- SHORT TASK 1
Show every line in the entries below that contains the string "target".

Because theirs is the last plane taken, the passengers on United 93 know, via clandestine phone calls to family and friends, what their fate is likely to be. “This is a suicide mission, we have to do something,” one passenger (the film is determined to identify almost no one by name) says. And so a plan to storm the cockpit and try and gain control of their collective fate takes shape.

In addition to the editing and camera techniques he perfected in “Bloody Sunday,” Greengrass went to unprecedented lengths to make “United 93” seem as real as possible. Echoing the working methods of Mike Leigh, Greengrass married deep immersion in character with an intense period of improvisation that included having the actors use the two weeks before shooting began to repeatedly improv the entire 91-minute flight in real time.

Greengrass also made sure that none of the dozens of actors used in “United 93” had a recognizable face. The performers look so ordinary, in fact, that without specialized knowledge they can’t be told apart from one another or from the handful of real people among the controllers and NEADS personnel who play themselves. As if to prove that point, the character who makes the biggest impression in “United 93” is one of those real-life ringers, Ben Sliney, the man who was in charge of the FAA command center.

More than that, while “United 93’s” press material includes 26 black-bordered pages of heartfelt biographies of the real flight’s passengers and crew written by their survivors, it does not have a single actor bio in it, a first in my experience.

- RECORD LIST
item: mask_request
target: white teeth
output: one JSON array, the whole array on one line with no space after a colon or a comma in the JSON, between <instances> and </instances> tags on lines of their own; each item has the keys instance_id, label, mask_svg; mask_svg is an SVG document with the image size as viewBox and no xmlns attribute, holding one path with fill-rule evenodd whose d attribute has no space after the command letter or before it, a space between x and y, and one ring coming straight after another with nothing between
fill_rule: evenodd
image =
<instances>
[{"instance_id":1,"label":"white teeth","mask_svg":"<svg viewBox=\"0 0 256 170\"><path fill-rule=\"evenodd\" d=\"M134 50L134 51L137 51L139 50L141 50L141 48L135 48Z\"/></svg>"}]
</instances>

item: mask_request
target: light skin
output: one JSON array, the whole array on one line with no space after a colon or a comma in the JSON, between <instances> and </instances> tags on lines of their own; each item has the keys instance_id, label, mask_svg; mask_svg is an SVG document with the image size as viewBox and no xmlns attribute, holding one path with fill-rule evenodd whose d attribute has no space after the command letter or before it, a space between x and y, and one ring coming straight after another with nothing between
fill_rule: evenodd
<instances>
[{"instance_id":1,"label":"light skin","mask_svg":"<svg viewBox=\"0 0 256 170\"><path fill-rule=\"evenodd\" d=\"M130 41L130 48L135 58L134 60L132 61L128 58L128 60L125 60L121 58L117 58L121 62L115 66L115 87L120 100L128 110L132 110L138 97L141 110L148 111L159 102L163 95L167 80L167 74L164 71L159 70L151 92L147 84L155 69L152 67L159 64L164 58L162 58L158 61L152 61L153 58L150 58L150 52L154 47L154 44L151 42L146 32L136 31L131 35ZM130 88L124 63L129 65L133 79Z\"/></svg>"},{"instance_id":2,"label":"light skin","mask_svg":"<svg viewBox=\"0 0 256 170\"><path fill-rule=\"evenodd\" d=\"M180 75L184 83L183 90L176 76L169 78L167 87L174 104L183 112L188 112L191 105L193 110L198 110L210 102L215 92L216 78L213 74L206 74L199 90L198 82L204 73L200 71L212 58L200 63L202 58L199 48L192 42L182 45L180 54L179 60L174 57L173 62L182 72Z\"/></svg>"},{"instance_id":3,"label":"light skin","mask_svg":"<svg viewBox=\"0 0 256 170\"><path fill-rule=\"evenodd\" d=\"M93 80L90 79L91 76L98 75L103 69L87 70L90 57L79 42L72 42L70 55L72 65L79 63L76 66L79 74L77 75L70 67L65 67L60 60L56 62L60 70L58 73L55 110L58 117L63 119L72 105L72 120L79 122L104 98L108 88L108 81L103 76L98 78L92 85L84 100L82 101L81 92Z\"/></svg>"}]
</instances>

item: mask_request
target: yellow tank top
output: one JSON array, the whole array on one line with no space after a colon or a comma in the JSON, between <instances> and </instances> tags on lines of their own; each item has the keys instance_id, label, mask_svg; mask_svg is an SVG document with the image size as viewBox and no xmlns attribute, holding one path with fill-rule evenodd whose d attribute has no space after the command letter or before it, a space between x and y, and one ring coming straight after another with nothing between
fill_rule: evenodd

- SHORT TASK 2
According to the review of "United 93" above, who was the real person in charge of the FAA command center who appears in the film?

- COMPLETE RESPONSE 1
target: white teeth
target: light skin
target: yellow tank top

- COMPLETE RESPONSE 2
Ben Sliney